Coordinate labeling data
--- --- ---

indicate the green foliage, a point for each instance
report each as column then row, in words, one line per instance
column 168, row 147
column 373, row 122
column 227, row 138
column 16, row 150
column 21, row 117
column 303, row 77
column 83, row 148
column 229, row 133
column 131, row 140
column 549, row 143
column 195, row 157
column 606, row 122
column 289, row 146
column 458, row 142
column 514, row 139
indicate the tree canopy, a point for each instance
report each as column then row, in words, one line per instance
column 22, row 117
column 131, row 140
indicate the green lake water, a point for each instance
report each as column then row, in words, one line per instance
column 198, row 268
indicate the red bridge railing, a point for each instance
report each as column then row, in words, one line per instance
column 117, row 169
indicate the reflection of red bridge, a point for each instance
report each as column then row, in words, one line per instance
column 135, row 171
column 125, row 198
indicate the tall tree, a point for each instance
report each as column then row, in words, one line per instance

--- --- ---

Could you express the part of the rows that opens at their very start and closes with the line containing "column 514, row 139", both ends included, as a numbered list with blank lines left out?

1. indicate the green foliage, a point for each instance
2. report each as column then row, in words, one line per instance
3. column 168, row 147
4. column 373, row 122
5. column 227, row 138
6. column 16, row 150
7. column 21, row 117
8. column 303, row 77
9. column 83, row 148
10. column 229, row 133
11. column 131, row 140
12. column 549, row 143
13. column 195, row 157
14. column 606, row 122
15. column 289, row 146
16. column 458, row 142
17. column 514, row 139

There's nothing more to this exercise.